* Objective:
Pull out each line of the data below that contains the string "wing". Case matters.

* Annotation records:
---+---

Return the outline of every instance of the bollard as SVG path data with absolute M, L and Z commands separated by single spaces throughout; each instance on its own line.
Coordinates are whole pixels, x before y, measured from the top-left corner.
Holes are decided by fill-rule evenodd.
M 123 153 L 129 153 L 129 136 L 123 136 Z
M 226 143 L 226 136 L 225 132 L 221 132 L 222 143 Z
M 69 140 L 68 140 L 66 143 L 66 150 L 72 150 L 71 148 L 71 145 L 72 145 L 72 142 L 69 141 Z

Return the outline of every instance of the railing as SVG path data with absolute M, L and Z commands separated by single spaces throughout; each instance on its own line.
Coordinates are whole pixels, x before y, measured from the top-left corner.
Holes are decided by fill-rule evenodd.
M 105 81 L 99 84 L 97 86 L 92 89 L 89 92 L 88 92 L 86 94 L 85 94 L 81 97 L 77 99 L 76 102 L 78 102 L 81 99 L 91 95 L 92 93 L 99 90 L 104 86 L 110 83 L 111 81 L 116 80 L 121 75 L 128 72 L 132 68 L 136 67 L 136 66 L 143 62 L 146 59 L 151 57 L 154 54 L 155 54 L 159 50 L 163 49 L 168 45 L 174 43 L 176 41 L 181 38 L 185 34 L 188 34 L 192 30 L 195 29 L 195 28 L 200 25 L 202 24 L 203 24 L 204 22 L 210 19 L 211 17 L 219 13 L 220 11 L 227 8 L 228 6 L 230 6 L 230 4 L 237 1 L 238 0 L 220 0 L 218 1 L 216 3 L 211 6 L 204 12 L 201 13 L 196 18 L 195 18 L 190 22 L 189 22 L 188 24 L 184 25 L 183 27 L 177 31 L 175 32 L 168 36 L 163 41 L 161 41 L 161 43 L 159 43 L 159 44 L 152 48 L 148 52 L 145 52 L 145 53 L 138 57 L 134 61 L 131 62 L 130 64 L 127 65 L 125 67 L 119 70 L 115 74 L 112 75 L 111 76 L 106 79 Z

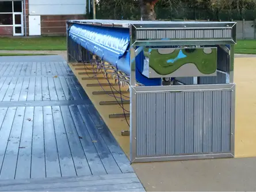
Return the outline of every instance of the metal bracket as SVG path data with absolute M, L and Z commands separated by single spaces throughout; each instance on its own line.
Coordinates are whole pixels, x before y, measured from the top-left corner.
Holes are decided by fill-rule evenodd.
M 122 136 L 130 136 L 130 131 L 129 130 L 122 130 L 121 132 Z

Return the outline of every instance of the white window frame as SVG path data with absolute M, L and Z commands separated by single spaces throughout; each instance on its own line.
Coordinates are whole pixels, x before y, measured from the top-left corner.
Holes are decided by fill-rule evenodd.
M 14 1 L 12 1 L 12 12 L 7 12 L 7 13 L 2 13 L 1 12 L 0 14 L 12 14 L 13 15 L 13 24 L 12 25 L 0 25 L 0 27 L 2 26 L 12 26 L 13 28 L 13 36 L 23 36 L 24 35 L 24 15 L 23 15 L 23 1 L 21 1 L 21 12 L 14 12 Z M 21 24 L 20 25 L 15 25 L 15 15 L 16 14 L 21 14 Z M 18 25 L 18 26 L 17 26 Z M 21 26 L 21 34 L 16 34 L 15 33 L 15 26 Z

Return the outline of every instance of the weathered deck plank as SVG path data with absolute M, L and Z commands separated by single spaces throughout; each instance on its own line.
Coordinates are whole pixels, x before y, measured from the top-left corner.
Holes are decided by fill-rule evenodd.
M 144 191 L 67 63 L 48 57 L 0 58 L 0 191 Z

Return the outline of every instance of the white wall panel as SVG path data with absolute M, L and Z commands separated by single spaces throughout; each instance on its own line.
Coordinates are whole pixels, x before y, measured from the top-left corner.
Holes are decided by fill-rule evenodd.
M 68 15 L 86 13 L 86 0 L 29 0 L 30 15 Z

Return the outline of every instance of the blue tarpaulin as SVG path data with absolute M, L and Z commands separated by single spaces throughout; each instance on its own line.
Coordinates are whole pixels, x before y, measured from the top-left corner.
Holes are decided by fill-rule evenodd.
M 69 36 L 75 42 L 97 55 L 104 61 L 130 75 L 130 36 L 128 28 L 109 28 L 75 24 L 69 30 Z M 148 79 L 142 74 L 144 54 L 135 58 L 136 80 L 146 86 L 161 85 L 161 78 Z

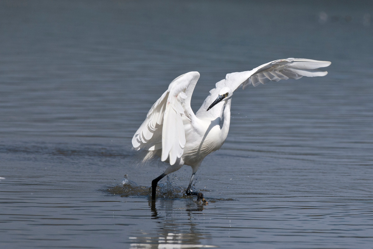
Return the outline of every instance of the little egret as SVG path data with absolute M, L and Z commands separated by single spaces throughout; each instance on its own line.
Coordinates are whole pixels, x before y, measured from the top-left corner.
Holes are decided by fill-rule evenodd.
M 195 114 L 190 101 L 199 73 L 190 72 L 172 81 L 150 108 L 132 139 L 135 150 L 145 151 L 143 162 L 159 157 L 161 161 L 169 164 L 163 173 L 151 182 L 152 199 L 155 199 L 158 182 L 186 165 L 192 169 L 186 194 L 197 196 L 197 202 L 206 202 L 202 193 L 191 190 L 192 183 L 203 159 L 219 149 L 227 138 L 231 102 L 236 89 L 242 86 L 244 89 L 250 84 L 255 87 L 259 83 L 298 79 L 303 76 L 324 76 L 327 72 L 318 68 L 330 63 L 289 58 L 274 60 L 250 71 L 228 74 L 210 91 Z

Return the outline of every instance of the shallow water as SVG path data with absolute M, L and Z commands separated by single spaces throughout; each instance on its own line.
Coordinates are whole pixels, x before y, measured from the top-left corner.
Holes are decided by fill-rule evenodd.
M 1 248 L 371 248 L 369 1 L 0 2 Z M 195 110 L 227 73 L 290 57 L 326 77 L 235 93 L 185 196 L 132 136 L 175 78 Z

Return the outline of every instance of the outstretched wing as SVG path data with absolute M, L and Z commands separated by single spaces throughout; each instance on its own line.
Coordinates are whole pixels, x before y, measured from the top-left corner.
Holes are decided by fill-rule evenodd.
M 181 157 L 185 144 L 183 121 L 190 121 L 195 117 L 190 100 L 199 78 L 198 72 L 190 72 L 172 81 L 150 108 L 132 138 L 135 150 L 162 149 L 161 160 L 169 158 L 171 165 Z
M 250 84 L 256 86 L 260 83 L 280 80 L 300 79 L 303 76 L 324 76 L 327 72 L 318 69 L 330 65 L 329 61 L 315 60 L 306 59 L 288 58 L 274 60 L 263 64 L 250 71 L 228 74 L 225 78 L 215 84 L 210 95 L 205 100 L 197 112 L 197 116 L 206 113 L 207 108 L 216 99 L 220 90 L 224 87 L 230 87 L 233 91 L 241 86 L 245 89 Z
M 325 76 L 327 74 L 327 72 L 318 68 L 327 66 L 331 63 L 329 61 L 306 59 L 288 58 L 277 60 L 250 71 L 228 74 L 225 83 L 234 91 L 241 85 L 244 89 L 250 84 L 256 87 L 260 83 L 264 84 L 280 80 L 297 80 L 303 76 Z

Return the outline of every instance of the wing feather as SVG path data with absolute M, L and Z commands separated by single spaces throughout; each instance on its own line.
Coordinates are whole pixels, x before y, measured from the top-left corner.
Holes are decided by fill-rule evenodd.
M 240 87 L 245 89 L 250 85 L 256 87 L 270 81 L 297 79 L 303 76 L 324 76 L 327 72 L 318 69 L 328 66 L 331 63 L 329 61 L 288 58 L 264 64 L 250 71 L 228 74 L 225 79 L 217 82 L 215 88 L 210 90 L 210 95 L 197 112 L 197 115 L 204 116 L 207 115 L 207 108 L 216 99 L 220 90 L 224 87 L 230 87 L 234 91 Z
M 240 86 L 245 89 L 250 84 L 255 87 L 259 83 L 265 84 L 280 80 L 297 80 L 303 76 L 325 76 L 327 74 L 327 72 L 319 68 L 328 66 L 331 63 L 329 61 L 305 59 L 288 58 L 277 60 L 250 71 L 228 74 L 224 83 L 220 85 L 231 87 L 234 91 Z
M 162 149 L 161 160 L 169 159 L 171 165 L 182 156 L 186 142 L 183 118 L 195 116 L 190 100 L 199 77 L 198 72 L 191 72 L 172 81 L 132 138 L 135 150 Z

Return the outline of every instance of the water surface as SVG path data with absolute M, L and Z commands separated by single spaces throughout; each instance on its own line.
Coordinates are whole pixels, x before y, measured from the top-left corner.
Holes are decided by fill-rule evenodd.
M 337 4 L 338 3 L 338 4 Z M 371 248 L 369 1 L 0 3 L 2 248 Z M 197 111 L 235 71 L 288 57 L 324 77 L 235 93 L 231 130 L 160 182 L 131 139 L 172 80 Z M 125 177 L 125 175 L 126 175 Z

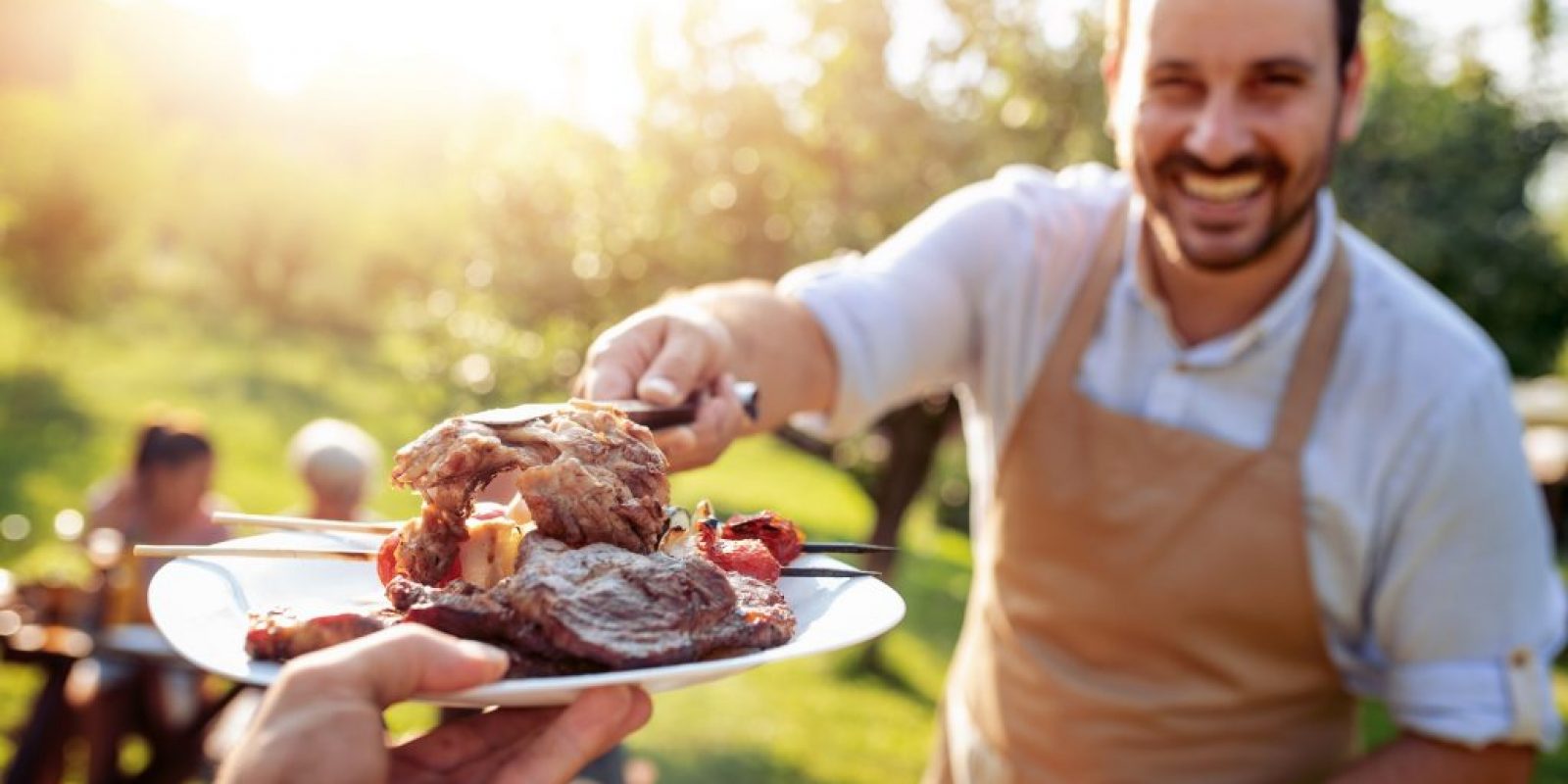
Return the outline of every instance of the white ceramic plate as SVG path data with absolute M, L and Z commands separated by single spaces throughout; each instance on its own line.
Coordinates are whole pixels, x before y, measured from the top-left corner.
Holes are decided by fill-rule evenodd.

---+---

* Answer:
Return the outline of every instance of the outstretched wing as SVG path data with absolute M, L and Z commands separated by single spaces throughout; each instance on its own line.
Return the outline of every instance of the wing feather as SVG path data with absolute M, L and Z commands separated by single spaces throughout; each instance on its own line.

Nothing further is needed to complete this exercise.